__Supplied records__
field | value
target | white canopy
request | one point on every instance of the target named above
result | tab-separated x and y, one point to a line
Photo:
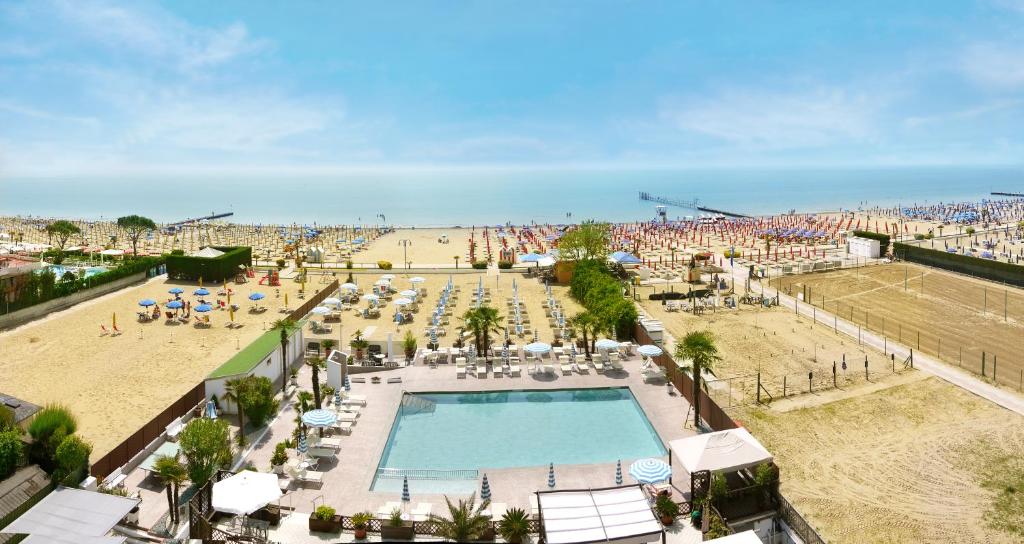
747	537
73	515
246	492
208	253
615	514
725	451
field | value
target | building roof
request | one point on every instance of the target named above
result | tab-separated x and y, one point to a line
252	354
73	515
23	410
20	487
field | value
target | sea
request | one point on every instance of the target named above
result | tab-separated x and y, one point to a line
493	197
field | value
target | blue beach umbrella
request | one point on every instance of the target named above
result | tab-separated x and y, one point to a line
650	470
485	490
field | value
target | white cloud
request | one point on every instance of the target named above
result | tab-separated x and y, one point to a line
804	119
997	66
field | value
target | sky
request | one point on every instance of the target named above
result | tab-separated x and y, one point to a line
233	88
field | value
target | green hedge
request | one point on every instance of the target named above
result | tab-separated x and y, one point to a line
594	286
884	240
987	268
222	267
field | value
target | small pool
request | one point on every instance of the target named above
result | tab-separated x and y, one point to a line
456	433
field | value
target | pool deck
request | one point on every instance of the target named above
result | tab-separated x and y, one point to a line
347	477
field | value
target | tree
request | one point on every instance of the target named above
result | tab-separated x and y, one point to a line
481	321
285	327
172	473
697	352
588	241
465	521
232	393
72	460
206	446
135	225
588	326
59	232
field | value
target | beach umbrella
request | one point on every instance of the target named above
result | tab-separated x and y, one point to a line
211	410
650	470
649	350
485	489
318	418
538	347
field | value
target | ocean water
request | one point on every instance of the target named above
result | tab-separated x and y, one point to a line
481	197
502	429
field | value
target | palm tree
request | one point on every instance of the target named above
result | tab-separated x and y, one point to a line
316	364
285	326
465	522
233	389
698	349
172	473
481	321
588	326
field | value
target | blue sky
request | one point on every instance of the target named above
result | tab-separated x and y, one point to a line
303	88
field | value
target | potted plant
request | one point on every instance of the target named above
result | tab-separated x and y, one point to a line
396	528
324	519
358	344
359	522
279	458
409	344
514	526
667	509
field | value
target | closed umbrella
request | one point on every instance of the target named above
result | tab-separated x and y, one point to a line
650	470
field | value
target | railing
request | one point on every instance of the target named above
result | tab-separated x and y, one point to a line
427	473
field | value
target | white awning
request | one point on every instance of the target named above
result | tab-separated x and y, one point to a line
73	515
725	451
616	514
747	537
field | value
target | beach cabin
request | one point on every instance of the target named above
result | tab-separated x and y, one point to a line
261	358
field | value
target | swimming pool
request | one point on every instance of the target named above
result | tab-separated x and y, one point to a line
468	431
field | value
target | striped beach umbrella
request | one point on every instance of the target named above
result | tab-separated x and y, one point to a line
485	489
650	470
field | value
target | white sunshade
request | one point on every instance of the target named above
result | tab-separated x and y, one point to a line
617	514
725	451
246	492
73	515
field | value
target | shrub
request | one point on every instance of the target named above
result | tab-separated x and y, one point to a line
11	452
325	513
72	459
257	400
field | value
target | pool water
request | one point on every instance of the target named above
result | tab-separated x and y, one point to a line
502	429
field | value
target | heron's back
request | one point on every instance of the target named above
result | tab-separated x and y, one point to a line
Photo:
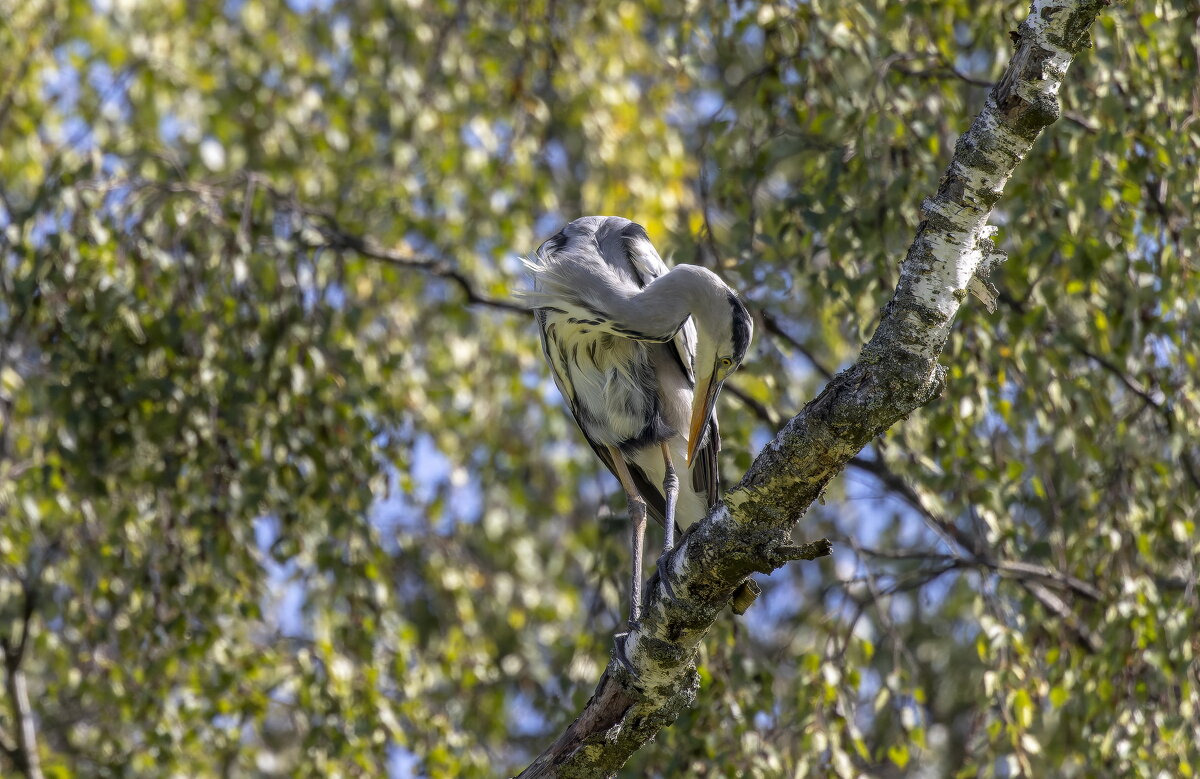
623	393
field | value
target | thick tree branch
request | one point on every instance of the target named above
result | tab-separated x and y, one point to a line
895	373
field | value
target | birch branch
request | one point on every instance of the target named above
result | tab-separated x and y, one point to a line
897	372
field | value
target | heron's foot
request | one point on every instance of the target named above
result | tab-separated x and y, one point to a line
619	648
664	575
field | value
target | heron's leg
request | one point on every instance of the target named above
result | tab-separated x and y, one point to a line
637	514
671	490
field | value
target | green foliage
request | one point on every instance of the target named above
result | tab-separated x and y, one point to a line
216	401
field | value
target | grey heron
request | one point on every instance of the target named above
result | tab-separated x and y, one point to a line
640	353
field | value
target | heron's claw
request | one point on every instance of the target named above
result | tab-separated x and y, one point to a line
619	652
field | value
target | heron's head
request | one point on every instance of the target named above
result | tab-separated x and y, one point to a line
723	336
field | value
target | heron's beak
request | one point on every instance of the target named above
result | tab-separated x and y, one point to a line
701	409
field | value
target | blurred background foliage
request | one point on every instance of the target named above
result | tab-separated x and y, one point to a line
285	487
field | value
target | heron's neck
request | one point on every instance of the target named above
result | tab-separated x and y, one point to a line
663	306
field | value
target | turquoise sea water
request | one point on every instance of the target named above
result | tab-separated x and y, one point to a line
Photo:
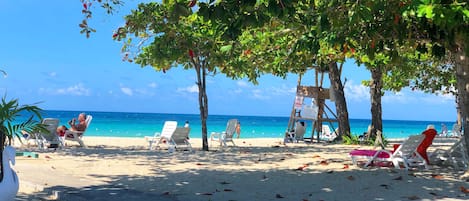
125	124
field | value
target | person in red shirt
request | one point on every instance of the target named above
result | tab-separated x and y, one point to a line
430	134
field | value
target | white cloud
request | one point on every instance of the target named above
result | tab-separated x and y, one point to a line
258	94
127	91
357	93
191	89
76	90
283	91
152	85
398	97
242	83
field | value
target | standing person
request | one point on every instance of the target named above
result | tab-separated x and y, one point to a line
444	130
430	134
238	129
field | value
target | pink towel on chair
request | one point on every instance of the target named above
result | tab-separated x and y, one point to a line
370	153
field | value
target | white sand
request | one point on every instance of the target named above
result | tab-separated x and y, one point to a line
257	169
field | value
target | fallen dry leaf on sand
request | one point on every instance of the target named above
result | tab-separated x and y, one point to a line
413	197
464	190
278	196
206	193
302	167
398	178
436	176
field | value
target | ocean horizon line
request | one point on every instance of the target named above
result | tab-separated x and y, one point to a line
228	115
138	124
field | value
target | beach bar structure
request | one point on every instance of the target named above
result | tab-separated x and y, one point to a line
317	112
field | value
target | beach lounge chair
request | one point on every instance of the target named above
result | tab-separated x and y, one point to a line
456	155
180	138
327	134
48	139
226	136
77	136
165	136
298	134
405	154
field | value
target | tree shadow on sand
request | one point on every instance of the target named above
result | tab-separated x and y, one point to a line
256	173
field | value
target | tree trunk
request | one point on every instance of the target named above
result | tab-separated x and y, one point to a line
2	146
340	104
376	86
203	101
461	62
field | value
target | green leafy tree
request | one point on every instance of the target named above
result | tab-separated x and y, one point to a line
10	128
168	35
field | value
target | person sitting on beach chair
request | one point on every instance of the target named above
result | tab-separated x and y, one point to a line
430	134
80	126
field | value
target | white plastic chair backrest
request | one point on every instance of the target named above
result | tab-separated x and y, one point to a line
300	130
326	130
88	121
409	146
181	134
51	125
168	129
231	127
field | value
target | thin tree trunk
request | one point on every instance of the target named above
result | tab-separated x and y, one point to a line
376	108
461	62
203	101
341	105
2	146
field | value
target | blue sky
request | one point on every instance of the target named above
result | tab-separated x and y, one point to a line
49	61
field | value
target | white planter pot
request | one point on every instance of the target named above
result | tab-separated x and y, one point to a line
10	184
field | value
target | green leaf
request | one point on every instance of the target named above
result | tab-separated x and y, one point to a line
226	48
425	10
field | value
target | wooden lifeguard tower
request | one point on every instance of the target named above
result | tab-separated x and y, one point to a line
317	112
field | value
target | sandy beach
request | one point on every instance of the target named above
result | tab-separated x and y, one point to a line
256	169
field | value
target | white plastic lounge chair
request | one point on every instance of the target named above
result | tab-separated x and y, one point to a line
406	154
327	134
226	136
456	155
180	138
298	134
48	139
165	136
77	136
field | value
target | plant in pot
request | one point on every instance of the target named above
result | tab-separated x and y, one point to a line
11	127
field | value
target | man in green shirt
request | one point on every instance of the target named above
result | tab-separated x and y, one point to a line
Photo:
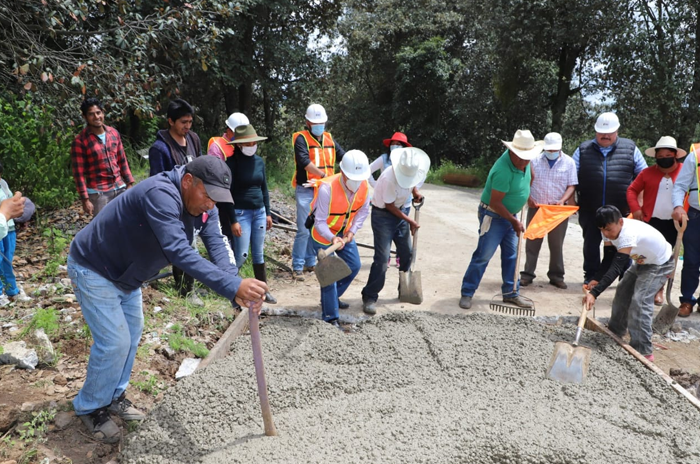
506	192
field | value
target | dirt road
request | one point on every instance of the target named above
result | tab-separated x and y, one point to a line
447	239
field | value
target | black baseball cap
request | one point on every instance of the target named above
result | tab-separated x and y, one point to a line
215	176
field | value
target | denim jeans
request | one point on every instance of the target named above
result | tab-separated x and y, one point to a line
115	318
253	226
303	251
331	293
633	305
7	248
691	258
385	227
500	233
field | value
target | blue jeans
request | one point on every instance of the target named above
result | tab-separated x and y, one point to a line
385	227
331	293
115	319
690	275
303	251
253	225
7	248
501	234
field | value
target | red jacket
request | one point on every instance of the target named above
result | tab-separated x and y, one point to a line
648	182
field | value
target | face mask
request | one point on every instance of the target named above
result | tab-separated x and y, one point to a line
353	185
665	163
249	151
317	129
551	156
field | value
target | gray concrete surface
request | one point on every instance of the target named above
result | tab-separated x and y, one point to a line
417	387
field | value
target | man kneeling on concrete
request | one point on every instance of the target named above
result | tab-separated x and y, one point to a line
131	240
395	186
633	305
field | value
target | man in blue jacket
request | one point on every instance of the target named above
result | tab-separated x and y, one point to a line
130	241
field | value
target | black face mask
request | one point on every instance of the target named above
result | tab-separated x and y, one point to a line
665	163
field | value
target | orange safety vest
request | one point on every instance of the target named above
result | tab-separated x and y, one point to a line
222	143
322	155
341	209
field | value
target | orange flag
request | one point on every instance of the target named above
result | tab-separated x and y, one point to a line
546	219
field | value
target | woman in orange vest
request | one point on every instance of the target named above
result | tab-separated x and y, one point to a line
340	206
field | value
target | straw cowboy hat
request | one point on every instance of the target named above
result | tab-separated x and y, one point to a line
524	145
411	165
397	137
666	142
245	134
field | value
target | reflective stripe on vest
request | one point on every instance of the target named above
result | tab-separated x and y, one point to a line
222	143
322	155
341	210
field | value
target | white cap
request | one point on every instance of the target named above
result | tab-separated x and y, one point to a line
607	123
355	165
552	141
316	114
237	119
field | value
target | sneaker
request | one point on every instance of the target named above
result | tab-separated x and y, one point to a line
518	301
125	409
101	426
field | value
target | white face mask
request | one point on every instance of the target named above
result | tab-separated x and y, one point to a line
353	185
249	151
552	156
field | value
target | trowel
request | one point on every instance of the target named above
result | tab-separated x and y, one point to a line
569	362
330	268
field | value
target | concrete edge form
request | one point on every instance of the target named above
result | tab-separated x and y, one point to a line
222	347
596	326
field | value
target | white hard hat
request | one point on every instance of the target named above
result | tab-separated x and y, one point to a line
316	114
237	119
355	165
607	123
552	141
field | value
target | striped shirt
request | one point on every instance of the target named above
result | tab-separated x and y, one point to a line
550	184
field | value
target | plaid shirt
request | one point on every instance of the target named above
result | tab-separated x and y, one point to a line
551	183
98	166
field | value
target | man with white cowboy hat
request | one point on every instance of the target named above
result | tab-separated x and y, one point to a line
610	164
341	205
393	189
655	185
554	183
315	153
506	192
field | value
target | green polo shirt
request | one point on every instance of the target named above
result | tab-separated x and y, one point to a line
506	178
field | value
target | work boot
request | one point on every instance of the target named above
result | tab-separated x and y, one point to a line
369	307
101	426
518	301
261	274
125	409
685	310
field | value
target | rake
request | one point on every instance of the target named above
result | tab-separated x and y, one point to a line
497	304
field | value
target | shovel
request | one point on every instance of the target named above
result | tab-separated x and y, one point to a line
410	285
569	363
667	316
330	269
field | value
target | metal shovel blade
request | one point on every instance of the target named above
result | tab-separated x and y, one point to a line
410	287
569	363
331	269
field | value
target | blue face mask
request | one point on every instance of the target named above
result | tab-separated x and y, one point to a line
317	129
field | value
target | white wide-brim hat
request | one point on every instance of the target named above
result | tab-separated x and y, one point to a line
666	142
410	165
524	145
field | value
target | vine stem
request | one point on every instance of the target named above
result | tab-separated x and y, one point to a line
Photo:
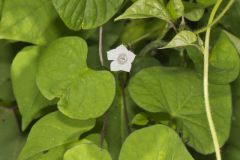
216	20
105	117
205	83
100	48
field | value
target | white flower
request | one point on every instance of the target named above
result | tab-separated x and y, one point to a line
121	59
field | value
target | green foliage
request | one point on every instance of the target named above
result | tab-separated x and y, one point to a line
86	14
184	38
11	139
161	142
63	73
87	151
181	106
52	131
30	100
59	99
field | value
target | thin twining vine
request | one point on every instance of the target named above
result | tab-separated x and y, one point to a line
216	20
205	82
105	117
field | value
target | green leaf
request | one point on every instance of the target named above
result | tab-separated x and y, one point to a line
155	142
1	6
140	119
235	40
29	21
231	19
224	59
52	131
86	14
6	56
63	73
183	38
143	62
117	129
206	2
232	149
30	100
88	152
57	153
175	8
6	93
179	93
11	139
193	11
144	29
146	9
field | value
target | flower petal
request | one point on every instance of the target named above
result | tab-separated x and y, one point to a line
122	49
131	56
115	66
112	54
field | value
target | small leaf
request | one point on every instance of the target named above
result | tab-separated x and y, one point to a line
52	131
140	119
193	11
224	61
235	40
155	142
30	100
86	14
231	19
87	152
11	140
6	56
63	73
118	127
232	149
179	93
146	9
57	153
206	2
183	38
175	8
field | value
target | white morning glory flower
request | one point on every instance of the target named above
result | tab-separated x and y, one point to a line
121	59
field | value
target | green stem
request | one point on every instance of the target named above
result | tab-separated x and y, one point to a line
216	20
100	49
105	117
205	84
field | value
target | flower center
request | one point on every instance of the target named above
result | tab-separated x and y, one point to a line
122	58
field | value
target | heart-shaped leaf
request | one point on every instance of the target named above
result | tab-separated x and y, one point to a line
179	93
155	142
88	152
30	100
63	73
86	14
52	131
146	9
28	21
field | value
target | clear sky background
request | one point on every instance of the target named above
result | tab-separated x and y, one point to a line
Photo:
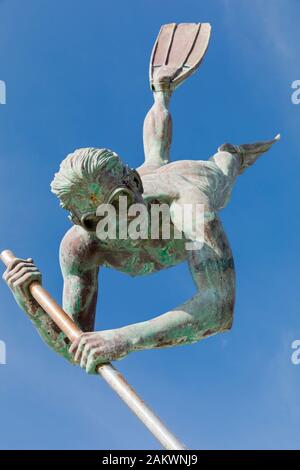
77	76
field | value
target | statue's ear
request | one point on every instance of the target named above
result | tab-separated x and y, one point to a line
133	179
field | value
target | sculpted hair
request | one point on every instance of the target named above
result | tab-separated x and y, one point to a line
81	169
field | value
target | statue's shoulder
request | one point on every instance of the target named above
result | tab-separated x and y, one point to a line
79	248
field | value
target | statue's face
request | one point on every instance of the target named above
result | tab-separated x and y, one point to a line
83	210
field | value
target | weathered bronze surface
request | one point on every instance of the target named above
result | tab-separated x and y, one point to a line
89	177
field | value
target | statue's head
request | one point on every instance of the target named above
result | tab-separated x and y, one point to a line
89	177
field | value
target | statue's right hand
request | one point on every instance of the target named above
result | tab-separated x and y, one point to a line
19	274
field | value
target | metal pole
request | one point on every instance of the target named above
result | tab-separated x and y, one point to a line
107	371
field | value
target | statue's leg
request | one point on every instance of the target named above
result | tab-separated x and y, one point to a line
212	268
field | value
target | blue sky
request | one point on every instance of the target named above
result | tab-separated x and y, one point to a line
77	76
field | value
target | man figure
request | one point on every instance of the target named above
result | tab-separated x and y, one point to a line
90	177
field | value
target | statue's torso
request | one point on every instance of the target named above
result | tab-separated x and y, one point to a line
165	185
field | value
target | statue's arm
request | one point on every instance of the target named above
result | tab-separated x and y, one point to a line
209	311
80	290
18	276
80	274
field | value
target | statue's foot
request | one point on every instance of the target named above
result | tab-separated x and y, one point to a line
249	153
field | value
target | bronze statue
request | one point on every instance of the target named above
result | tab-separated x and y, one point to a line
90	177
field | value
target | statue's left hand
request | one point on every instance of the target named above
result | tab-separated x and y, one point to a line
100	347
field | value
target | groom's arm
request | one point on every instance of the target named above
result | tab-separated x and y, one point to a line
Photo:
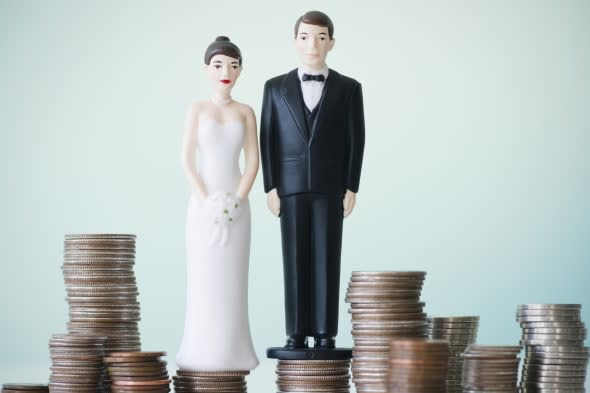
266	140
356	137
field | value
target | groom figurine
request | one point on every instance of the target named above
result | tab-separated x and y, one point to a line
312	135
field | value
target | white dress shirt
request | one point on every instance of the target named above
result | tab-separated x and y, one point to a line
312	90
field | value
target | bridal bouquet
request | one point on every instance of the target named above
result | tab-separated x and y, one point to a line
223	209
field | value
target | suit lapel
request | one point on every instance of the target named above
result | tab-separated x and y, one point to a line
326	104
292	96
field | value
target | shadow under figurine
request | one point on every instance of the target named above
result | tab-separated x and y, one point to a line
312	137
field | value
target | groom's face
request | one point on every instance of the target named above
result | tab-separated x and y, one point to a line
312	44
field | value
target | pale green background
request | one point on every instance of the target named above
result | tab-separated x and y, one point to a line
476	166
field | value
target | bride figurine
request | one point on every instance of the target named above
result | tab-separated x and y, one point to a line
217	331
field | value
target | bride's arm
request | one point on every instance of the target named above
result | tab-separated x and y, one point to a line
250	155
189	147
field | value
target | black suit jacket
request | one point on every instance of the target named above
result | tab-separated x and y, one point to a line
325	159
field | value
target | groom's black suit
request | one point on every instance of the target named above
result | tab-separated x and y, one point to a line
312	158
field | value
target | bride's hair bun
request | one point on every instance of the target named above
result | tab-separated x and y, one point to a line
223	46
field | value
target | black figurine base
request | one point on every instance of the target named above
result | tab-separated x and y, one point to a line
281	353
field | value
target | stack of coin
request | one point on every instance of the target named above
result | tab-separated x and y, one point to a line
76	363
210	381
331	376
491	369
384	305
459	332
20	388
418	366
137	372
555	358
101	288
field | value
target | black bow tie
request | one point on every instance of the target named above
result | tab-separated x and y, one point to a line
309	77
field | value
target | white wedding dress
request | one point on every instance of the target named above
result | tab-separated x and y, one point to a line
217	330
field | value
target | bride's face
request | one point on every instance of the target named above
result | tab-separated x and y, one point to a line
223	71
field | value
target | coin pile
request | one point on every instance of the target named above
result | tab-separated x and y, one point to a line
137	372
418	366
20	388
459	332
491	369
101	289
330	376
555	358
76	363
384	305
210	381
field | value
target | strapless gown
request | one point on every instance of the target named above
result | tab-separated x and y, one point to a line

__Exercise goal__
Show every line of the records above that contains the string "groom", matching case exactly.

__Problem solution__
target | groom's arm
target | groom figurine
target | groom's face
target | groom's black suit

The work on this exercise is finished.